» Records provided
===============

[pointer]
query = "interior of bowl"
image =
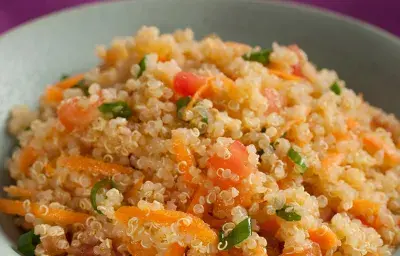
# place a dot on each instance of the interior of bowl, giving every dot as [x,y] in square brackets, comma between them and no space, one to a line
[36,54]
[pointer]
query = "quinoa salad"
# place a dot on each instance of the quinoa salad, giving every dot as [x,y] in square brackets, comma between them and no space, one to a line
[172,147]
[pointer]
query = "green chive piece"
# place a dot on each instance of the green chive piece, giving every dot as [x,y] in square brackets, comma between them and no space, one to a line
[182,103]
[96,188]
[261,56]
[63,77]
[297,159]
[240,233]
[27,243]
[82,85]
[142,66]
[336,88]
[116,109]
[290,215]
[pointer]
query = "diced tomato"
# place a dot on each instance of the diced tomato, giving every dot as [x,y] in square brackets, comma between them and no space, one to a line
[275,100]
[186,83]
[74,116]
[238,163]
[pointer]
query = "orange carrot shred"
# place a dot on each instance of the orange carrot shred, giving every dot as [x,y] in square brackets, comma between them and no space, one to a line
[15,191]
[27,157]
[89,165]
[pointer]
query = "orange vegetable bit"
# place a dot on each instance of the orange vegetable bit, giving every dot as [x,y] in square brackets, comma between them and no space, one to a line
[182,155]
[27,157]
[374,143]
[197,227]
[134,189]
[366,211]
[136,249]
[92,166]
[73,116]
[200,192]
[15,191]
[270,225]
[48,215]
[238,163]
[324,237]
[69,82]
[312,250]
[175,250]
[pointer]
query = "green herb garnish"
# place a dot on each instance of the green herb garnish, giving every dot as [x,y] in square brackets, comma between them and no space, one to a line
[236,236]
[82,85]
[290,215]
[142,66]
[27,243]
[95,189]
[336,88]
[261,56]
[116,109]
[63,77]
[182,103]
[297,159]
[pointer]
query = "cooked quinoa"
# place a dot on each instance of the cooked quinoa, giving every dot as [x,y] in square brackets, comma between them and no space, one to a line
[172,146]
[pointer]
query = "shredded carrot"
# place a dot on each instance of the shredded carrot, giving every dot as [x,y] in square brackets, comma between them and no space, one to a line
[15,191]
[352,123]
[332,159]
[183,154]
[197,227]
[374,143]
[366,211]
[200,192]
[325,237]
[69,82]
[270,225]
[136,249]
[134,189]
[175,250]
[54,94]
[48,215]
[284,75]
[89,165]
[27,157]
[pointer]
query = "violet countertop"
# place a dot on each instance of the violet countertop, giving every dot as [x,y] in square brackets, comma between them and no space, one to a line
[382,13]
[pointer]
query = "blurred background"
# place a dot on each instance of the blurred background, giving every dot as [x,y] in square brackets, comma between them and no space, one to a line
[382,13]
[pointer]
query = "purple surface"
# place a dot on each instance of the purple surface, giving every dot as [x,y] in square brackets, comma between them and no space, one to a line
[383,13]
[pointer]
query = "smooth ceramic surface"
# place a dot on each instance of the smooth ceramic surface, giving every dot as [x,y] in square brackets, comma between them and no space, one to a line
[34,55]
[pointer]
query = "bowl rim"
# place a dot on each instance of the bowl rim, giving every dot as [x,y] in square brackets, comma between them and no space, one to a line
[316,10]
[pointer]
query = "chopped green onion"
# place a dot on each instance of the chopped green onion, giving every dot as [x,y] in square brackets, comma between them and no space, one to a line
[241,232]
[297,159]
[290,215]
[82,85]
[261,56]
[96,188]
[116,109]
[142,66]
[63,77]
[182,103]
[336,88]
[27,243]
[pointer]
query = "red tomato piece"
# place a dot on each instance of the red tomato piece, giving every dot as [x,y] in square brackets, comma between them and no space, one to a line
[238,163]
[187,83]
[275,100]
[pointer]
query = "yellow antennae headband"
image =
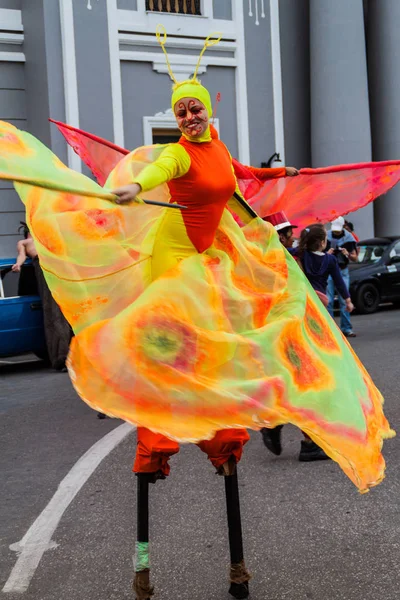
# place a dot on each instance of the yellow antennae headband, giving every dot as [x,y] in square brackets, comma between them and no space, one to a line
[211,40]
[161,31]
[207,44]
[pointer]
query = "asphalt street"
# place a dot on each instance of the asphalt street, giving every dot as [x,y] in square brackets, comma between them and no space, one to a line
[308,533]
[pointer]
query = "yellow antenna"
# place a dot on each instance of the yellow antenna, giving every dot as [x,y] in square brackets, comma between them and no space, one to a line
[161,31]
[207,44]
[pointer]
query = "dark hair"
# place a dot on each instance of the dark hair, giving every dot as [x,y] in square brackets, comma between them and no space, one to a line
[349,225]
[285,230]
[311,238]
[24,229]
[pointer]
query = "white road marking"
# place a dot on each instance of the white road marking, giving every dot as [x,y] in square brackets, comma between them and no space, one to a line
[38,537]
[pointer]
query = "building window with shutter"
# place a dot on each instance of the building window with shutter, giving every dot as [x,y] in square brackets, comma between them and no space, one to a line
[181,7]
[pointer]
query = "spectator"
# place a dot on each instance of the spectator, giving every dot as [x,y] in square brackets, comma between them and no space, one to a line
[283,227]
[309,450]
[57,330]
[343,245]
[350,228]
[318,265]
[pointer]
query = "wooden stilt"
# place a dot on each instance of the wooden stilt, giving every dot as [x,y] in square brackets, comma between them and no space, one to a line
[239,575]
[141,583]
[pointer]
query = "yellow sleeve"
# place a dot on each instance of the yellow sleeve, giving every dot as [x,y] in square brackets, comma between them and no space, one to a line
[240,207]
[172,163]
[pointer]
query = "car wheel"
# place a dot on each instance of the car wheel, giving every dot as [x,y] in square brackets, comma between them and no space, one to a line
[368,298]
[43,355]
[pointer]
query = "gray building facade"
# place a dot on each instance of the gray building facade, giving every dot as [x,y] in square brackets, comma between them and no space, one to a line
[314,80]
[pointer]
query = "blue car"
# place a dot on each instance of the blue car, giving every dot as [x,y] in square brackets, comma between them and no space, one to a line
[21,314]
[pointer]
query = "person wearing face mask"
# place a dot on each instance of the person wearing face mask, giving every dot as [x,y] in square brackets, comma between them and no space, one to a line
[343,245]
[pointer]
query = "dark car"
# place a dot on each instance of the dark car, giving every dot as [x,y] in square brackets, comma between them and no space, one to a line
[21,314]
[376,276]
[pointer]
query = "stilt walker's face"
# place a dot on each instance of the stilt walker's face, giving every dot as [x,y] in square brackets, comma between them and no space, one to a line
[192,117]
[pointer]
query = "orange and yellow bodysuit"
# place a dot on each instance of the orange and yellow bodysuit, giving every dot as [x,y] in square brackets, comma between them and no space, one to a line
[199,176]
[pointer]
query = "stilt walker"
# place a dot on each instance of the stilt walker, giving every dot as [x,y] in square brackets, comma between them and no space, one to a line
[187,325]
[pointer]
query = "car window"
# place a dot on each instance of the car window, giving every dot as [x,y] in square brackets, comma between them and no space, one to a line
[370,254]
[18,284]
[395,251]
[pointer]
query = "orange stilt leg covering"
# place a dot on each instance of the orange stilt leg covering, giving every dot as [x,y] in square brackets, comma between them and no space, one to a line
[154,450]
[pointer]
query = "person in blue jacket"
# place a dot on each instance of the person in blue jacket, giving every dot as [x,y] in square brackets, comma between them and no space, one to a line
[343,244]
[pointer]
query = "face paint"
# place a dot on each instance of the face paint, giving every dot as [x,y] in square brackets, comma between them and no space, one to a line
[191,116]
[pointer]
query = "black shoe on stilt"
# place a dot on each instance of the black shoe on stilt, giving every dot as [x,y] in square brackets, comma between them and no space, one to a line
[272,439]
[310,452]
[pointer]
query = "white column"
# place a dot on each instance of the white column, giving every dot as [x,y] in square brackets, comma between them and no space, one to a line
[384,60]
[277,80]
[70,78]
[241,85]
[116,84]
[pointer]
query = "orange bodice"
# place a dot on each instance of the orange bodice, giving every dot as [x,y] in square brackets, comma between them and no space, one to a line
[205,190]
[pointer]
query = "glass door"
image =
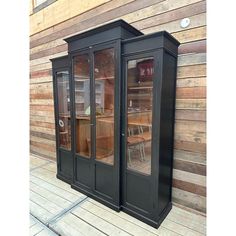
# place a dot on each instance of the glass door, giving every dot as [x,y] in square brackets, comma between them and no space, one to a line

===============

Scan the lines above for the word "glass", then copy each line that has it.

query = "glass door"
# place a dot on each instance of the glass door, giving every dot as [x,y] in square brackets, comma between them and no space, one to a line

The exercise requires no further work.